[Data extracted from a collection]:

-=-=-=-=-

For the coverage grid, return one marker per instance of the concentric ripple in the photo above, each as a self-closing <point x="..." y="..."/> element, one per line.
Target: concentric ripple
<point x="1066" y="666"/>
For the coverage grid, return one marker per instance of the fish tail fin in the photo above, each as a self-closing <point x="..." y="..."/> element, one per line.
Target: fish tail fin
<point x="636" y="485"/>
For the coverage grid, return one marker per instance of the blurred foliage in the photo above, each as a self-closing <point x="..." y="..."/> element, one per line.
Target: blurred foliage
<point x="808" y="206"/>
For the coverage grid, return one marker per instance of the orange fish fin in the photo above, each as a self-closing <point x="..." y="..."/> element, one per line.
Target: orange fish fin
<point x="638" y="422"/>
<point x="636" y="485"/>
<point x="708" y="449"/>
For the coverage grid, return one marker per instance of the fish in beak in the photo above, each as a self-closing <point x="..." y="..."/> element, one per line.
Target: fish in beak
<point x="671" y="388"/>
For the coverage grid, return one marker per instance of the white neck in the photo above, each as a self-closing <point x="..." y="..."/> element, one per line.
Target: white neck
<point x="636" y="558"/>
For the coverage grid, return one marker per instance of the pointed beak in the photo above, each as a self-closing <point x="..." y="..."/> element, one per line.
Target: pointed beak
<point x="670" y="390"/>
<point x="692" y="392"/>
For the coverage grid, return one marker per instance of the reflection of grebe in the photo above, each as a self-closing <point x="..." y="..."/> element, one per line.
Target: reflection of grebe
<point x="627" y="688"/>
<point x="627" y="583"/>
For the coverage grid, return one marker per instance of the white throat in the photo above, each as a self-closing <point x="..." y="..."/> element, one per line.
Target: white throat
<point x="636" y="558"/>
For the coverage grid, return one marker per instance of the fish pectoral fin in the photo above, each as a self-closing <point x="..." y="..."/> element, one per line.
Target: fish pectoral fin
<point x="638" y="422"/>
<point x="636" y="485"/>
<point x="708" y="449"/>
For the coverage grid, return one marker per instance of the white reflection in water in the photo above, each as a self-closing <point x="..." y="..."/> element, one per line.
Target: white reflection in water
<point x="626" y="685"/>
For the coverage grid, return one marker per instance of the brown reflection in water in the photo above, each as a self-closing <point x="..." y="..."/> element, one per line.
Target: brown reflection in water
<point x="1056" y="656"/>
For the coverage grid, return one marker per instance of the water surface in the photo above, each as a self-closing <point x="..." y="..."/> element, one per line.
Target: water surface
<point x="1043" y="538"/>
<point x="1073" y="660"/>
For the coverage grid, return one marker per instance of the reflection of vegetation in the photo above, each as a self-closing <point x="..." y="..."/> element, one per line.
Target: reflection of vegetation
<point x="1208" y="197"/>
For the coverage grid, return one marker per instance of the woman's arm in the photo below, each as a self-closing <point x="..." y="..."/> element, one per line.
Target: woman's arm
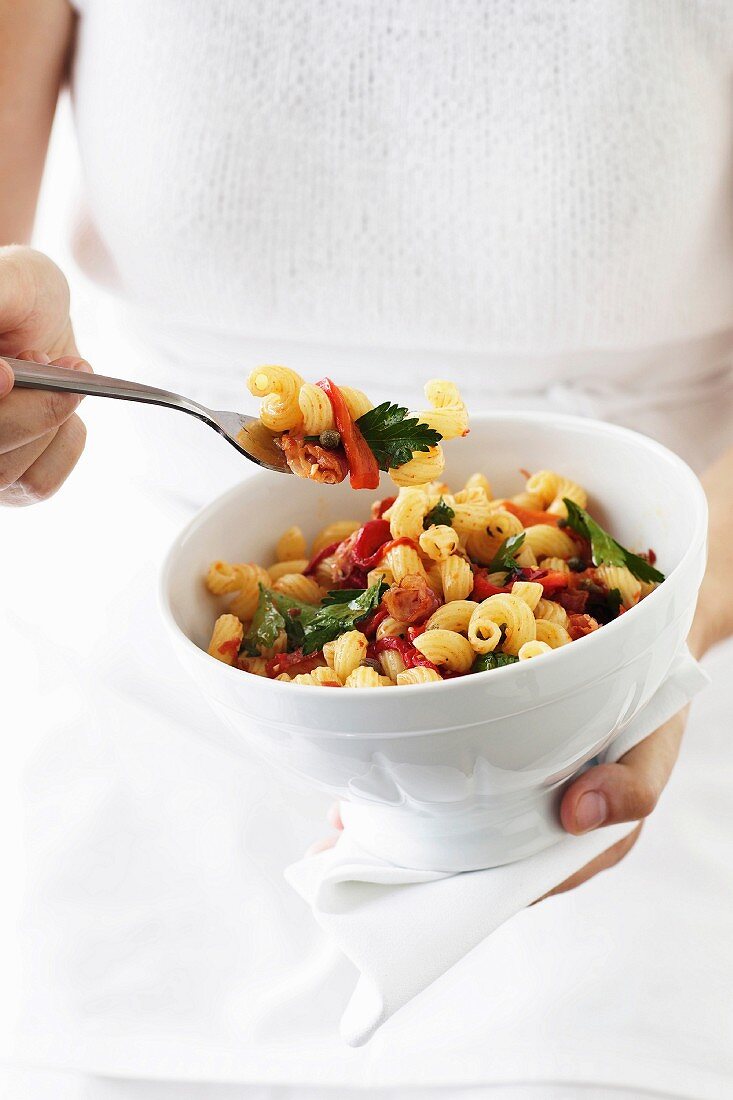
<point x="41" y="437"/>
<point x="630" y="790"/>
<point x="35" y="41"/>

-=-=-=-=-

[PROBLEM DESCRIPTION]: Arrange every line of the items above as a numbered list, skipping blank lines and leaving out the pictures.

[EXERCISE RESPONSE]:
1. For the coverage grid, return one marker per instance of the concentric ripple in the photo above, each as a self-closing <point x="..." y="..."/> element, one per line.
2. Target: concentric ripple
3. <point x="1066" y="666"/>
4. For the coverage grid, return one marker per instance of the fish tail fin in the photo above, each as a self-closing <point x="..." y="..."/> element, one per line.
5. Target: fish tail fin
6. <point x="636" y="485"/>
7. For the coverage grid, return one marker per instance of the blurred foliage in the photo above, each as a self-closing <point x="..." y="..."/> element, one per line.
8. Target: blurred foliage
9. <point x="808" y="206"/>
10. For the coverage grid, return one marker per instance of the orange fish fin in the photo above, each as a self-closing <point x="..." y="..."/> element, one per line.
11. Target: orange fish fin
12. <point x="638" y="422"/>
13. <point x="636" y="485"/>
14. <point x="708" y="449"/>
15. For the coverage grid, return one marker per instance of the fish in beak in the photo above, each as a self-closing <point x="..." y="..."/> element, one per line.
16. Target: fish in beak
17. <point x="671" y="388"/>
18. For the coverage grid, return one marker per instance of the white neck in the photo above, each as a self-closing <point x="..." y="..."/> element, one per line.
19. Target: white neck
20. <point x="636" y="558"/>
21. For the coverage grid, return one marker per instance of the pointed beak in the photo above, each as a self-closing <point x="..." y="..."/> element, one per line.
22. Target: pointed beak
23. <point x="670" y="390"/>
24. <point x="692" y="392"/>
25. For the coverage grid, return one marker per instance of the reflection of grebe in the photo above, each as a self-closing <point x="..." y="..."/> element, one per line.
26. Target: reflection of grebe
27. <point x="627" y="688"/>
28. <point x="627" y="583"/>
29. For the coverage grid, return one marker per instance of the white throat in the photo above, each as a self-closing <point x="..." y="..."/> element, one per line.
30. Target: white throat
31. <point x="636" y="558"/>
32. For the coverage grid, return one marker per instance of the fish pectoral fin in the photo above, each as a self-closing <point x="..." y="..."/> element, one per line.
33. Target: fish pectoral fin
34. <point x="638" y="422"/>
35. <point x="636" y="485"/>
36. <point x="708" y="449"/>
37. For the coverage grid, return one marker per instance of the white reflection in water in the photo above, each as a self-closing <point x="..." y="..."/> element, one per line.
38. Target: white reflection in water
39. <point x="626" y="685"/>
40. For the coverage grid, return one marker per instance of the brown reflection in water in the photo above, each as a self-closing <point x="..." y="..."/> element, one per line.
41. Target: brown reflection in water
42. <point x="1056" y="656"/>
43. For the coverage grid, return one marker per instance of the water surface in the photo above, each as a self-closing <point x="..." y="..."/> element, one per line.
44. Target: water surface
45. <point x="1043" y="538"/>
46. <point x="1073" y="660"/>
47. For the coverage grid, return one marker per instance of the reflection of vegetation in the photo above, each as a self-closing <point x="..." y="..."/> element, one per line.
48. Target: reflection of vegetation
49. <point x="1208" y="197"/>
50. For the coverage grid, return one marker per instance of the woman's arm in the photo below, each as a self-closing <point x="..." y="..."/> element, one per line.
51. Target: woman's arm
52. <point x="41" y="437"/>
53. <point x="630" y="790"/>
54. <point x="35" y="41"/>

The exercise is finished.